**Task item**
Can you reproduce, word for word, the part of the restaurant passage that opens with the words containing "Which reminds me: You" and closes with "a serious consideration."?

**Document passage**
--------------------------------

Which reminds me: You need a strategy to eat here. Okay, maybe you don't need a strategy, but a little planning ahead certainly won't hurt. A plan will stave off all manner of potential disaster (like, um, protein overload) and insure that your dining experience will bring good bang for your buck. At $42 a pop, that's a serious consideration.

First, about that buffet table: I've seen many a South American cold buffet, and Fogo's is up there with the best. It is truly enormous, and its offerings are irresistible if you love beautiful salads, vegetables the size of small mammals, plus smoked salmon, meats, cheeses, you name it. (Even wayward vegetarians who inexplicably find themselves dining here will not be deeply unhappy.) But if you're hell-bent on trying every last variety of fire-grilled meat—that would be 15 kinds—you'll never make it if you don't exercise serious restraint at this end of the meal. Be forewarned, too, that once you turn your little two-toned coaster to "green," the meat will not stop coming. Want to make it through the whole shebang? Flip the coaster to "red" and take a breather. Accept only one serving of each meat. Try, try to be prudent.

--------------------------------

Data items
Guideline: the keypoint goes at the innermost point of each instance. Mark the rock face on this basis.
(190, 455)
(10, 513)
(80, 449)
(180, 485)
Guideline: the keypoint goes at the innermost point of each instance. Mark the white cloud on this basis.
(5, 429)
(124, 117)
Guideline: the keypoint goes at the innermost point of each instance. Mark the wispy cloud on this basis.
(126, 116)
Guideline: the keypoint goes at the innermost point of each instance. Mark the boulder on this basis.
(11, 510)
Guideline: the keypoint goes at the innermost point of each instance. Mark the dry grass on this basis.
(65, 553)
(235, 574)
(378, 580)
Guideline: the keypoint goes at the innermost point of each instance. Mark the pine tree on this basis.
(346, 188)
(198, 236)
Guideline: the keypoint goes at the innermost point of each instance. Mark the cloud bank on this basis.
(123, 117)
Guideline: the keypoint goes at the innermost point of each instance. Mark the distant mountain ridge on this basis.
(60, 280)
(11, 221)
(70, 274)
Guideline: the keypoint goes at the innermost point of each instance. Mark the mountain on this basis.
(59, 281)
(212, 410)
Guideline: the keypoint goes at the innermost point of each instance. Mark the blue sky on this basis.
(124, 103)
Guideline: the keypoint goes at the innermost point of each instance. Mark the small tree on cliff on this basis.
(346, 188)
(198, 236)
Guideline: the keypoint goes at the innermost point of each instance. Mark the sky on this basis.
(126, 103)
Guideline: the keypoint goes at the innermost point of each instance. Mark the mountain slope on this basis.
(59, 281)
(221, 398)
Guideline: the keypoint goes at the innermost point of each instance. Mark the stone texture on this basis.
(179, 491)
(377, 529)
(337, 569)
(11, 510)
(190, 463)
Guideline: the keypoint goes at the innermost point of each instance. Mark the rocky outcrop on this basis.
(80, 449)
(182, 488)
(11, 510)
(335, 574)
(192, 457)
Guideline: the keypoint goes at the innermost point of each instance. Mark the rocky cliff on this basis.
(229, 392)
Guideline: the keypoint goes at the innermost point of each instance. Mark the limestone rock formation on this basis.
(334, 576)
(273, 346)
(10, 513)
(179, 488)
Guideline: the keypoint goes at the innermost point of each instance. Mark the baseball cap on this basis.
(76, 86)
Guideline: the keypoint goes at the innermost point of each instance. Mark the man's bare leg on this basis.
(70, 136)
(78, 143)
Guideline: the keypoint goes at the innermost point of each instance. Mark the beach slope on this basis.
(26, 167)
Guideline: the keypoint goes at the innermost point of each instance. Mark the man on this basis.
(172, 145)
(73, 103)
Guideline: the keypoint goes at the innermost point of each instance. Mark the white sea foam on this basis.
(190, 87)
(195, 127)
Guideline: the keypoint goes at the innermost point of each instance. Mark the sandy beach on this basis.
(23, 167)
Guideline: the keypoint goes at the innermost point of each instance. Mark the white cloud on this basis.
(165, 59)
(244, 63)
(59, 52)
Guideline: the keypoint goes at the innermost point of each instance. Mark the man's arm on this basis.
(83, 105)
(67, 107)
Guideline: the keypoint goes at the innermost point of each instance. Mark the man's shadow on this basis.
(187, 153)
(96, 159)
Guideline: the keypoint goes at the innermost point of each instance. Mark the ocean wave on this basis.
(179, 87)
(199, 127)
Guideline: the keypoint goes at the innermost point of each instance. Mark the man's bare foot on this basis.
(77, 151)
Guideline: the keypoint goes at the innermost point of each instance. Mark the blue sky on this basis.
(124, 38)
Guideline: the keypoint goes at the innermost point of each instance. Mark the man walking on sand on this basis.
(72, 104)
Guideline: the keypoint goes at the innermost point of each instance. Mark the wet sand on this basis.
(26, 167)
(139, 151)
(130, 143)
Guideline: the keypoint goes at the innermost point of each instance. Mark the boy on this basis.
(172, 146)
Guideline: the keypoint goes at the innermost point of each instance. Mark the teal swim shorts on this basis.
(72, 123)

--------------------------------

**Completed task**
Which reminds me: You need a strategy to eat here. Okay, maybe you don't need a strategy, but a little planning ahead certainly won't hurt. A plan will stave off all manner of potential disaster (like, um, protein overload) and insure that your dining experience will bring good bang for your buck. At $42 a pop, that's a serious consideration.